**WHAT THE TASK ASKS**
Output the lines from the one containing "the dirt path" through the last line of the material below, exactly; please do not include pictures.

-- DATASET RECORDS follows --

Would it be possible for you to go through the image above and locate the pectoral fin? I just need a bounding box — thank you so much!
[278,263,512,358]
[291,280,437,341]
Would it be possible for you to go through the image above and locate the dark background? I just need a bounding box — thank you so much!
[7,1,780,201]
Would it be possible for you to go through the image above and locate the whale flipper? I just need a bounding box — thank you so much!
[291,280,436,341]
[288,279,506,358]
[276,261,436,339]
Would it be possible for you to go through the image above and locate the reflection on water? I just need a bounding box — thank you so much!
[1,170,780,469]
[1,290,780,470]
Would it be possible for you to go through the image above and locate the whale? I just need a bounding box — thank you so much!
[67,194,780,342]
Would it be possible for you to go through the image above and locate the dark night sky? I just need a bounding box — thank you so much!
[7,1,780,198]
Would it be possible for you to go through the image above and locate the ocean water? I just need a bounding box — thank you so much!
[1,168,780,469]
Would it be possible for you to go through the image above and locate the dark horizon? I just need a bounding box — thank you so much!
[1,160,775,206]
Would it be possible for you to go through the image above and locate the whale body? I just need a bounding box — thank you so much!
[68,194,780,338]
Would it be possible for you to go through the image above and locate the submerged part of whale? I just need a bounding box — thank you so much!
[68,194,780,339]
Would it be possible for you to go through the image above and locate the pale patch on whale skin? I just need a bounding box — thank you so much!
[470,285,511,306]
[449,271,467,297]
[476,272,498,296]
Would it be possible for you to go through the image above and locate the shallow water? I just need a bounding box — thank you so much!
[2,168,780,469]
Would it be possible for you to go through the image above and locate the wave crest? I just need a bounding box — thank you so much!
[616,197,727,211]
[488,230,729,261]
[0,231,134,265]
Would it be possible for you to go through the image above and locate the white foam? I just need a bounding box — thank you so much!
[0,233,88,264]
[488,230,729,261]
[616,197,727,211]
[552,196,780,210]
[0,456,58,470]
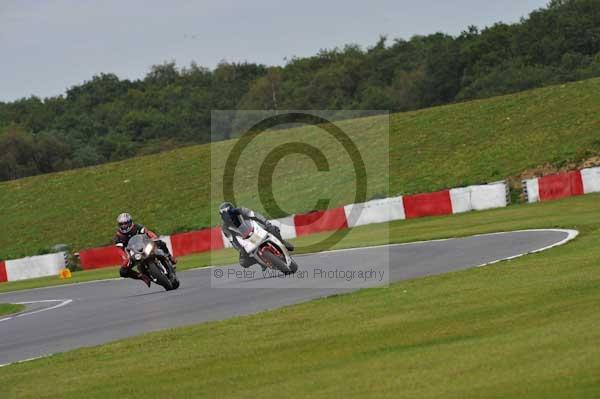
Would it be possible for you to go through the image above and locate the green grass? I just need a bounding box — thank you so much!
[1,78,600,259]
[0,303,24,316]
[1,194,599,398]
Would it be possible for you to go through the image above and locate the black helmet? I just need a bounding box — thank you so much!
[219,202,234,215]
[117,212,133,234]
[219,202,240,226]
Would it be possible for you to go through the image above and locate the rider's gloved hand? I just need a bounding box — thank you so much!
[120,251,131,268]
[266,221,280,233]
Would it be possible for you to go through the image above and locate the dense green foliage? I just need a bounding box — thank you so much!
[1,0,600,181]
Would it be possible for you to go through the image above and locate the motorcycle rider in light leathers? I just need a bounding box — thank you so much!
[113,213,177,287]
[219,202,294,269]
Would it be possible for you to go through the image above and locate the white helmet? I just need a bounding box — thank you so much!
[117,213,133,234]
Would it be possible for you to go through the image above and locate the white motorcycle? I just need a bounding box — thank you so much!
[235,220,298,275]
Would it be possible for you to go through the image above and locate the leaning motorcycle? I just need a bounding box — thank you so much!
[236,220,298,274]
[126,234,180,291]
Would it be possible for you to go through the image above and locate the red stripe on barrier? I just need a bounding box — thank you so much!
[171,227,224,257]
[79,246,123,270]
[538,171,584,201]
[294,207,348,236]
[403,190,453,219]
[0,261,7,283]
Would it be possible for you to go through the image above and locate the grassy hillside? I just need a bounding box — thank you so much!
[1,78,600,259]
[2,194,599,398]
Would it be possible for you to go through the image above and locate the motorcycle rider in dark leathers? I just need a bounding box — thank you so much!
[219,202,294,269]
[113,212,177,287]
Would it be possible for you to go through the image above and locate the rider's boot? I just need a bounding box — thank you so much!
[282,240,294,251]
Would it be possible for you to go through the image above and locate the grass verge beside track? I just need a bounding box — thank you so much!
[0,303,24,316]
[1,194,599,398]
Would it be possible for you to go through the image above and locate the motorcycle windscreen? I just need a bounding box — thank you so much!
[127,234,149,253]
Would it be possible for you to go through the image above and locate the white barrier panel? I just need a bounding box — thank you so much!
[271,216,297,240]
[449,187,472,214]
[450,183,508,213]
[5,252,66,282]
[525,178,540,203]
[343,196,406,228]
[470,183,508,210]
[582,167,600,194]
[159,235,174,255]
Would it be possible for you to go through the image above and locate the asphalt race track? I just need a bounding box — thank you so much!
[0,229,575,366]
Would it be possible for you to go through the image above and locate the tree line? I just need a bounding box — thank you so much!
[1,0,599,181]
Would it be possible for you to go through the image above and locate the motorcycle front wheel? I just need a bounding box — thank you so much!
[148,262,174,291]
[171,275,180,290]
[262,251,295,275]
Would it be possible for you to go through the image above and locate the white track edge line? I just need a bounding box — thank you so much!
[0,353,54,368]
[0,278,122,296]
[475,229,579,267]
[0,299,73,323]
[288,228,579,257]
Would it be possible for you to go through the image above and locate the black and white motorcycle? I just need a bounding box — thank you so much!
[236,220,298,275]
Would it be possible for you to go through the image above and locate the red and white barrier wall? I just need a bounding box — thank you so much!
[0,181,511,280]
[523,167,600,203]
[342,183,509,228]
[0,252,66,283]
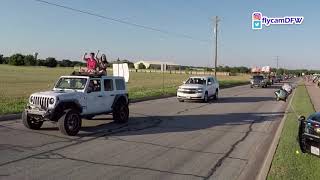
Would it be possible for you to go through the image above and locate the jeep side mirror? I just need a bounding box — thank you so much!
[87,88,92,93]
[208,82,212,85]
[183,81,186,84]
[298,115,305,121]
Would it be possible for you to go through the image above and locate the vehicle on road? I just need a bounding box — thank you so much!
[274,89,288,101]
[282,83,293,94]
[177,76,219,103]
[23,72,129,136]
[298,113,320,157]
[250,75,268,88]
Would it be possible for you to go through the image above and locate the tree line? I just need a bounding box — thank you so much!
[0,53,137,68]
[1,53,318,75]
[0,53,86,67]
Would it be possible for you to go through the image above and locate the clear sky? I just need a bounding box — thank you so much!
[1,0,319,69]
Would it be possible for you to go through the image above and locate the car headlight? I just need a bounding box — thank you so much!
[49,98,55,104]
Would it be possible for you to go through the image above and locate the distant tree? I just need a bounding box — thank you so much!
[72,61,86,67]
[0,54,3,64]
[9,54,25,66]
[24,55,36,66]
[238,66,250,73]
[36,59,46,66]
[3,57,9,64]
[138,63,146,69]
[59,59,73,67]
[204,67,213,72]
[276,68,285,75]
[45,57,57,67]
[224,66,231,72]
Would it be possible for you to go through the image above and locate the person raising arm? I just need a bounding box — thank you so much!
[83,52,97,73]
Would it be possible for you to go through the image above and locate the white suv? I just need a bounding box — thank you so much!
[177,76,219,102]
[23,72,129,136]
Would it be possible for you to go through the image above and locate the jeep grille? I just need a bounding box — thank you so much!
[31,96,50,109]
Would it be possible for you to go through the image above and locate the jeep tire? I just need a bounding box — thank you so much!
[113,100,129,124]
[58,109,81,136]
[22,111,43,130]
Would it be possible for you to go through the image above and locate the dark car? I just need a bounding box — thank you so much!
[298,113,320,157]
[250,75,268,88]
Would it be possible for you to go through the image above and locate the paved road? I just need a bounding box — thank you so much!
[0,82,292,180]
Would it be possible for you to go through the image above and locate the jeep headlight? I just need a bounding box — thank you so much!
[49,98,55,104]
[30,96,34,104]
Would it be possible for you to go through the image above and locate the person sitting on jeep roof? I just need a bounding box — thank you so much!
[83,52,97,73]
[97,54,108,74]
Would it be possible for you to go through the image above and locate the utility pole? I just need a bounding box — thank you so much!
[275,56,280,75]
[213,16,220,77]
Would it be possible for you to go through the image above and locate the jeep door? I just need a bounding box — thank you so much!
[102,78,115,112]
[86,79,106,114]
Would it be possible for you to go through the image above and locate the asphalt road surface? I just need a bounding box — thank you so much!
[0,81,296,180]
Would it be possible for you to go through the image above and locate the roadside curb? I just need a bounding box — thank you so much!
[257,85,297,180]
[0,82,249,121]
[129,94,175,103]
[0,113,21,122]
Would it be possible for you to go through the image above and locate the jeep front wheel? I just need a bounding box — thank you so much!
[58,109,81,136]
[113,100,129,124]
[22,111,43,130]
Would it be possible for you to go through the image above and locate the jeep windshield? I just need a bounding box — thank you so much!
[55,78,87,90]
[185,78,206,85]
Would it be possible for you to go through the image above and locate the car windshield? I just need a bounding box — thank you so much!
[186,78,206,84]
[253,76,264,80]
[55,78,87,90]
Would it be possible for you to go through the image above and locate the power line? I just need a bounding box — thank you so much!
[33,0,210,43]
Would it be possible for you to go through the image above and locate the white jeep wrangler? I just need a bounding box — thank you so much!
[23,72,129,136]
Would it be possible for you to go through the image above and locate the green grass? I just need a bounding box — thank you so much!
[268,84,320,180]
[0,65,249,114]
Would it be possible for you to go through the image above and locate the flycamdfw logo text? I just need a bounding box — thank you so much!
[252,12,304,30]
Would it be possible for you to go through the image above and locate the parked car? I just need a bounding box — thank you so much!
[298,113,320,157]
[250,75,268,88]
[23,72,129,136]
[177,76,219,103]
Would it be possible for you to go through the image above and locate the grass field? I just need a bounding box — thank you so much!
[268,84,320,179]
[0,65,249,114]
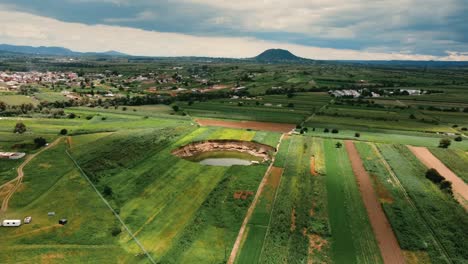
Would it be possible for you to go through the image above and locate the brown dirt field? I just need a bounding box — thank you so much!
[408,145,468,210]
[310,156,318,176]
[195,118,295,133]
[344,140,405,264]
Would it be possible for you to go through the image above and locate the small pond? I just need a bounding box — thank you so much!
[185,151,263,166]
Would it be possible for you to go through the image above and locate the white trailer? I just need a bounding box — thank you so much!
[2,219,22,227]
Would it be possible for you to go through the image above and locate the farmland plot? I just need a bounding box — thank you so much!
[355,142,442,263]
[259,136,332,263]
[378,144,468,264]
[323,139,382,264]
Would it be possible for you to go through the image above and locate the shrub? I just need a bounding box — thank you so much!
[440,180,453,194]
[34,137,47,148]
[14,122,27,134]
[438,138,451,148]
[60,129,68,135]
[324,128,329,133]
[454,136,462,142]
[331,129,339,134]
[425,168,444,184]
[86,116,93,120]
[68,113,76,119]
[335,142,342,148]
[172,105,179,112]
[101,117,107,121]
[355,132,360,137]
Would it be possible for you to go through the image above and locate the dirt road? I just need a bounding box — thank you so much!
[345,140,405,264]
[195,118,295,133]
[408,145,468,210]
[227,133,286,264]
[0,137,62,214]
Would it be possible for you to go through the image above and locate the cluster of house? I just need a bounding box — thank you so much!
[329,89,363,98]
[0,152,25,160]
[0,71,79,90]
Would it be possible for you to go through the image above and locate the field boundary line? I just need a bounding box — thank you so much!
[227,133,287,264]
[65,150,156,264]
[370,143,452,264]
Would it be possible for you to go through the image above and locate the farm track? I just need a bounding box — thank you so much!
[0,137,62,215]
[370,144,452,264]
[344,141,404,264]
[228,133,287,264]
[407,145,468,210]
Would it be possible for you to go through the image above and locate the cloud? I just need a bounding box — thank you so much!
[0,8,466,61]
[103,10,156,23]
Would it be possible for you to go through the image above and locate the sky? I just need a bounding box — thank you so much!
[0,0,467,60]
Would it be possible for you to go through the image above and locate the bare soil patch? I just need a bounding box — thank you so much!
[195,118,295,133]
[345,140,405,264]
[290,207,296,231]
[370,173,393,204]
[310,156,318,176]
[307,234,328,264]
[233,191,254,200]
[408,145,468,210]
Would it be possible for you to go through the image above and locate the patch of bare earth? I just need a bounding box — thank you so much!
[370,173,393,204]
[40,252,65,264]
[403,250,431,264]
[195,118,295,133]
[345,140,405,264]
[408,145,468,210]
[310,156,318,176]
[307,234,328,264]
[233,191,254,200]
[290,207,296,232]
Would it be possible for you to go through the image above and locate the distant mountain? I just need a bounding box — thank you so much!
[0,44,128,57]
[253,49,309,63]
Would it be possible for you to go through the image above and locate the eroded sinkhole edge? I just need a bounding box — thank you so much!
[171,139,276,162]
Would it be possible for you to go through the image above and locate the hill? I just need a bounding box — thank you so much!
[0,44,128,57]
[253,48,309,63]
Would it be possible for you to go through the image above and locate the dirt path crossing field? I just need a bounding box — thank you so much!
[0,137,62,215]
[227,133,286,264]
[344,140,405,264]
[195,118,295,133]
[408,145,468,210]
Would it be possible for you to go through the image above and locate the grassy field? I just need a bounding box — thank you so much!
[0,140,139,263]
[0,95,38,106]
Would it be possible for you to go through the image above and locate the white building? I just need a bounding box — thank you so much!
[2,219,22,227]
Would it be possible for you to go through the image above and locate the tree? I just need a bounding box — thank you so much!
[34,137,47,148]
[68,113,76,119]
[103,185,113,197]
[425,168,444,183]
[454,136,462,142]
[335,142,342,148]
[438,138,451,148]
[287,103,294,108]
[355,132,361,137]
[324,128,329,133]
[0,101,6,112]
[172,105,180,112]
[331,129,339,134]
[60,129,68,135]
[14,122,27,134]
[409,114,416,119]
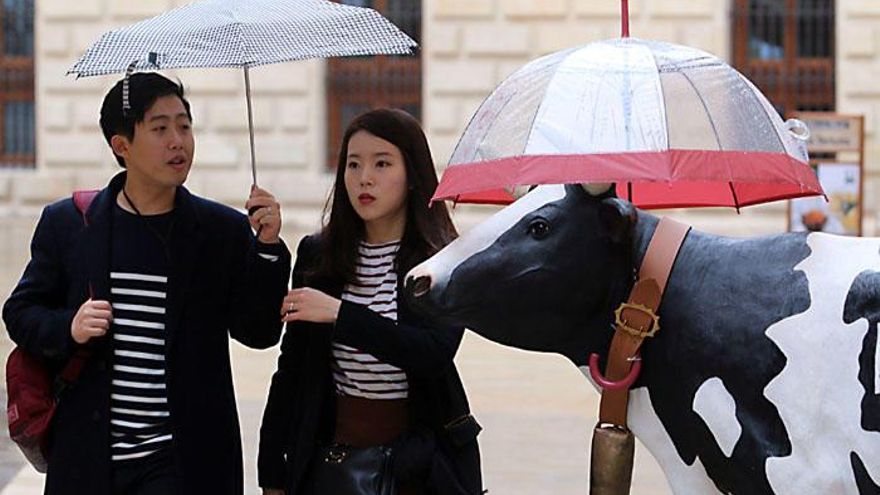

-- DATASET RECORDS concluded --

**ANSWER SECTION**
Would it be possible for you to go through the image above and locate the dirt path crossing field? I just need a bounding box — thank you so much!
[0,137,62,215]
[227,133,286,264]
[344,140,405,264]
[195,118,295,133]
[408,145,468,210]
Would it be possible for you to go through the image above and locate the grassy field? I just need a bounding box — thank you so much!
[0,140,139,263]
[0,95,38,106]
Would it be possible for you to go through the image above and locate the white building? I just need a bounding box — thank you so much!
[2,219,22,227]
Would it be possible for you to go through the image above and locate the tree? I just need a bounding box — thank you so much!
[34,137,47,148]
[68,113,76,119]
[103,185,113,197]
[425,168,444,183]
[454,136,462,142]
[335,142,342,148]
[438,138,451,148]
[287,103,294,108]
[355,132,361,137]
[324,128,329,133]
[0,101,6,112]
[172,105,180,112]
[331,129,339,134]
[60,129,68,135]
[14,122,27,134]
[409,114,416,119]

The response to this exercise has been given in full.